▶ _SOURCE PASSAGE_
╔══
Cancer Pain Drug Sativex Fails to Meet Primary Endpoint
the Cancer Therapy Advisor take:
In the first of three Phase III trials, the investigational marijuana-based drug Sativex did not meet its primary endpoint in demonstrating statistically significant difference from placebo for patients with advanced cancer who experience inadequate analgesia during optimized chronic opioid therapy.
Despite these results, which were reported by GW and Otsuka Pharmaceuticals, there are still two additional Phase 3 trials that are ongoing.
The randomized, double-blind, placebo-controlled trial recruited 399 patients at clinical sites in the U.S., Mexico and Europe and evaluated the drug at 3 to 10 sprays over a 5-week period. There was an additional 5 to 14 stabilization period at the beginning of the trial as well as a one-week follow-up at the end.
╚══
▶ _EXERCISE INSTRUCTIONS_
**A.** Answer these questions from the Sativex trial report:
(i) How many patients did the trial recruit?
(ii) Which companies reported the results?
(iii) How many additional Phase 3 trials are still ongoing?
**B.** Continue the Sativex trial report from its last sentence, keeping to its subject.

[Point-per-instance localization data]
╔══
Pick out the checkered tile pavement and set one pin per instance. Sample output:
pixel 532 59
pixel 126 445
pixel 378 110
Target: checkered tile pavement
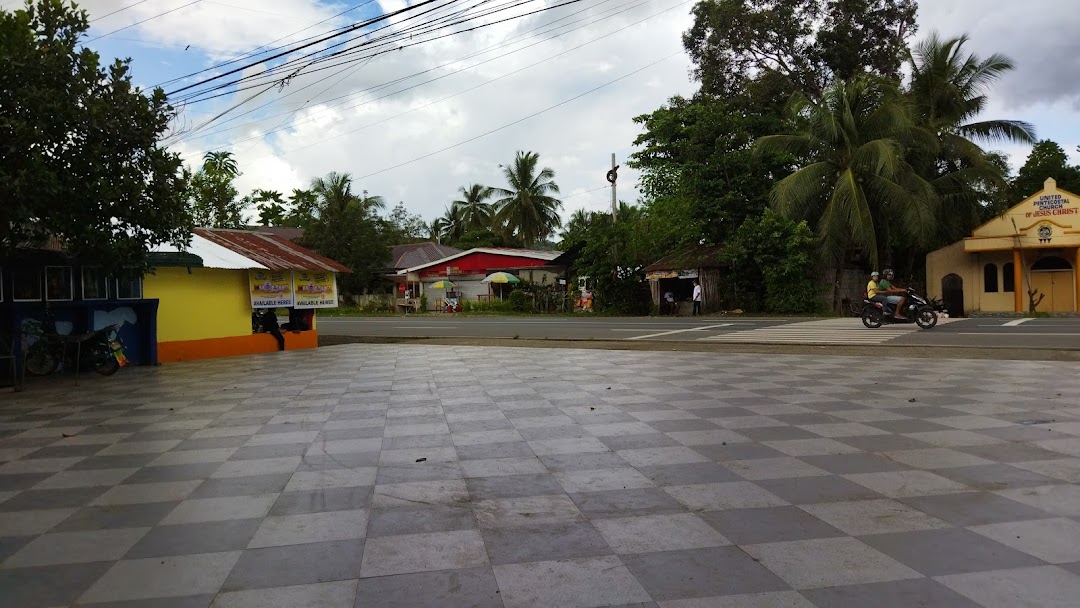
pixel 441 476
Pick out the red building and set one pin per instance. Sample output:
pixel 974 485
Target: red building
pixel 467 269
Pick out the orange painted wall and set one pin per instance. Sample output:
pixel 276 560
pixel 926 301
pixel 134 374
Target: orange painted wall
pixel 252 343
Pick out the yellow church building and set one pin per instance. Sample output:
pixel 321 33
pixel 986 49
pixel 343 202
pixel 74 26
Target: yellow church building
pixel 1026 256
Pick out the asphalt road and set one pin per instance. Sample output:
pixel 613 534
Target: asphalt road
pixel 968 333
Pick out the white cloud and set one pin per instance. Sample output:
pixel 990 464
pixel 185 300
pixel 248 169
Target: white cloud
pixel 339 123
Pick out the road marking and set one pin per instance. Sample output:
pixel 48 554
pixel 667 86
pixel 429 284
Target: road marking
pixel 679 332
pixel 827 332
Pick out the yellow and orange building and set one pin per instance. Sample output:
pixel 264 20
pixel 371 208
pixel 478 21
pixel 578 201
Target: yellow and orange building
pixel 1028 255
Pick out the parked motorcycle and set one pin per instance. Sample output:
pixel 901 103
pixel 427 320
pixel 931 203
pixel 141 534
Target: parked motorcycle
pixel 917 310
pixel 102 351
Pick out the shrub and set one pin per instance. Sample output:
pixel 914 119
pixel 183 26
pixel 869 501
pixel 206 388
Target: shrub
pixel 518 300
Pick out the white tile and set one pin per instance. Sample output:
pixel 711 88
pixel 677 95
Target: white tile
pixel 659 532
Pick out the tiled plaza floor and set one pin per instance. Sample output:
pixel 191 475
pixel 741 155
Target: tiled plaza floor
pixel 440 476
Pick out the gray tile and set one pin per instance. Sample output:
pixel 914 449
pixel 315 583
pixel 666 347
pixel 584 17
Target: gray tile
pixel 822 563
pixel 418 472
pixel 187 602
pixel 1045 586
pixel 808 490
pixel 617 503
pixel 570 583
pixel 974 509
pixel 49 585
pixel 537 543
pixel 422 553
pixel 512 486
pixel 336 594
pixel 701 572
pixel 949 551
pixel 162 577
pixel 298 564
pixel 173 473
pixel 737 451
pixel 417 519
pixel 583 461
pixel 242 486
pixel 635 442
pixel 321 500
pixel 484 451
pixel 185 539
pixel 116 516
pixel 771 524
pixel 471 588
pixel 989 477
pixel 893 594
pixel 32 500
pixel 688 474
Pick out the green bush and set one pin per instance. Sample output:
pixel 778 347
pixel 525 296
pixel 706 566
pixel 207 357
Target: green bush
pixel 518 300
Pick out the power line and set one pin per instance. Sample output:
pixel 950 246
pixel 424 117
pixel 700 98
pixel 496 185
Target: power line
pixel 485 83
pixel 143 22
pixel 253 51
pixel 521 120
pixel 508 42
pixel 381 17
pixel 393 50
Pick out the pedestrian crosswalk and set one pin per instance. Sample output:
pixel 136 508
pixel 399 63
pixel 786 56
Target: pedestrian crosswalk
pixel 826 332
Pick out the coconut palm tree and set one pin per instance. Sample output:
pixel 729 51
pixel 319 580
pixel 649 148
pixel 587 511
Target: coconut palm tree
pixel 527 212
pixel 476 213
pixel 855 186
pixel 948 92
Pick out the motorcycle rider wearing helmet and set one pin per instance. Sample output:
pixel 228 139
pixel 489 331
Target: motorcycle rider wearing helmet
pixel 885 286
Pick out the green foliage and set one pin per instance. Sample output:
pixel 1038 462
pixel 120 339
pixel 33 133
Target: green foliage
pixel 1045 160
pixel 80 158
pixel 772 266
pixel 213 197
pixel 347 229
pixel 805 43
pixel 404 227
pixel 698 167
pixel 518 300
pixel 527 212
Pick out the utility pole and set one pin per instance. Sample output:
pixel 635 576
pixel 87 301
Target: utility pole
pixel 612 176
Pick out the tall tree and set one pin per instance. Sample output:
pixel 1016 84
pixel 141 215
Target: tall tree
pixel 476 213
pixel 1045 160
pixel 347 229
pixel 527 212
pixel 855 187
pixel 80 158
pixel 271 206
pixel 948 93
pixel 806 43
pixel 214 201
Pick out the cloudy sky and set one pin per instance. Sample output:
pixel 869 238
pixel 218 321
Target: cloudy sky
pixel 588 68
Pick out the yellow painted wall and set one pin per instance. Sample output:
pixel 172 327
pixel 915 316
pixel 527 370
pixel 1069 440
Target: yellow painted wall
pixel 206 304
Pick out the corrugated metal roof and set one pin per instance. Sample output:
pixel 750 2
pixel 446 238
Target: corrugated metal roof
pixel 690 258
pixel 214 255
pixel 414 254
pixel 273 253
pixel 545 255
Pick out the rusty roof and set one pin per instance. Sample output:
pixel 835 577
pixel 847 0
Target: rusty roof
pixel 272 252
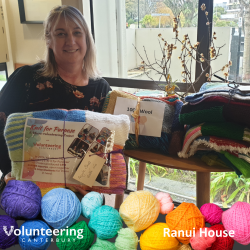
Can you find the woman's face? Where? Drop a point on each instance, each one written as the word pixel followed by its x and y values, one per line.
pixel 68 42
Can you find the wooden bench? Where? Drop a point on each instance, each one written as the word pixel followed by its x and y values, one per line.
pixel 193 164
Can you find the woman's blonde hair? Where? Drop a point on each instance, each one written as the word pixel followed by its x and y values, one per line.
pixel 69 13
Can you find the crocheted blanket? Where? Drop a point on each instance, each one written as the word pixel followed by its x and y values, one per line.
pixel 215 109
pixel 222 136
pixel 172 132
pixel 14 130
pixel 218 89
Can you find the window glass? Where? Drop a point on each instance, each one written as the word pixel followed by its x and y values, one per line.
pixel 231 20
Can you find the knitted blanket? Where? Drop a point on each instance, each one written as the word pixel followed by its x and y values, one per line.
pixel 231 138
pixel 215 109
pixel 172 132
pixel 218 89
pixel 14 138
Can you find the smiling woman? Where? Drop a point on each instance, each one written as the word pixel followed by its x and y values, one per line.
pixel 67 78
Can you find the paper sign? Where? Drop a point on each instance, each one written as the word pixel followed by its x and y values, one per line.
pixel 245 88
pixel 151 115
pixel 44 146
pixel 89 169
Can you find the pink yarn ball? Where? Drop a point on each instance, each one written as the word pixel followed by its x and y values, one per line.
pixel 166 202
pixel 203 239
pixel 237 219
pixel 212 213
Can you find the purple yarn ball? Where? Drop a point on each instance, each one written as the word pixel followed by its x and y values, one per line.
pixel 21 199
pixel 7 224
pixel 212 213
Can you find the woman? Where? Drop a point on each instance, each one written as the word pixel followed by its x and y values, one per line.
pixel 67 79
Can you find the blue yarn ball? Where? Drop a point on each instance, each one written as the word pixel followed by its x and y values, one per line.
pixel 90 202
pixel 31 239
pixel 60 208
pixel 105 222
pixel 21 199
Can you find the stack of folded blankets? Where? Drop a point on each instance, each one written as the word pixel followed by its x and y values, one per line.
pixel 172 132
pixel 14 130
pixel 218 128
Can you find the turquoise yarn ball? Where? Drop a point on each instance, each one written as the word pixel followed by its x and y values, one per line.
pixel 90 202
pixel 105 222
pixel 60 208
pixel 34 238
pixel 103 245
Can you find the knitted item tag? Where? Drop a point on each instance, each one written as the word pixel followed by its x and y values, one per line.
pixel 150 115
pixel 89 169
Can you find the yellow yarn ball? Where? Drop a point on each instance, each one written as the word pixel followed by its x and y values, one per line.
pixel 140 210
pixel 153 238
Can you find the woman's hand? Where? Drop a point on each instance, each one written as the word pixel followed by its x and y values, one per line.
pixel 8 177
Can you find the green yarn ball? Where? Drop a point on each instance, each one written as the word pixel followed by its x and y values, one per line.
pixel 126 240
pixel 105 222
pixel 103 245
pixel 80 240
╚══
▶ _TASK-BY-TASK OUTPUTS_
**A.**
(i) 399 patients
(ii) GW and Otsuka Pharmaceuticals
(iii) Two

**B.**
While efficacy data wasn’t significant, U.S. sites showed more of a positive trend compared to non-U.S. sites, which was consistent with results from the Phase 2b trial. Sativex was well-tolerated in the patient population and the safety profile was consistent with previous studies.
“We believe that cannabinoid therapy offers a potentially novel approach as a co-analgesic to provide pain relief beyond opioid therapy,” said Marie Fallon, MD, of the University of Edinburgh and the principal investigator. “Whilst I am naturally disappointed that this first trial did not achieve its primary endpoint, I remain optimistic about the potential of Sativex and look forward to the upcoming data from the remaining Sativex Phase 3 trials later this year.”
Sativex did not meet its primary endpoint in demonstrating statistically significant difference from placebo for patients with advanced cancer.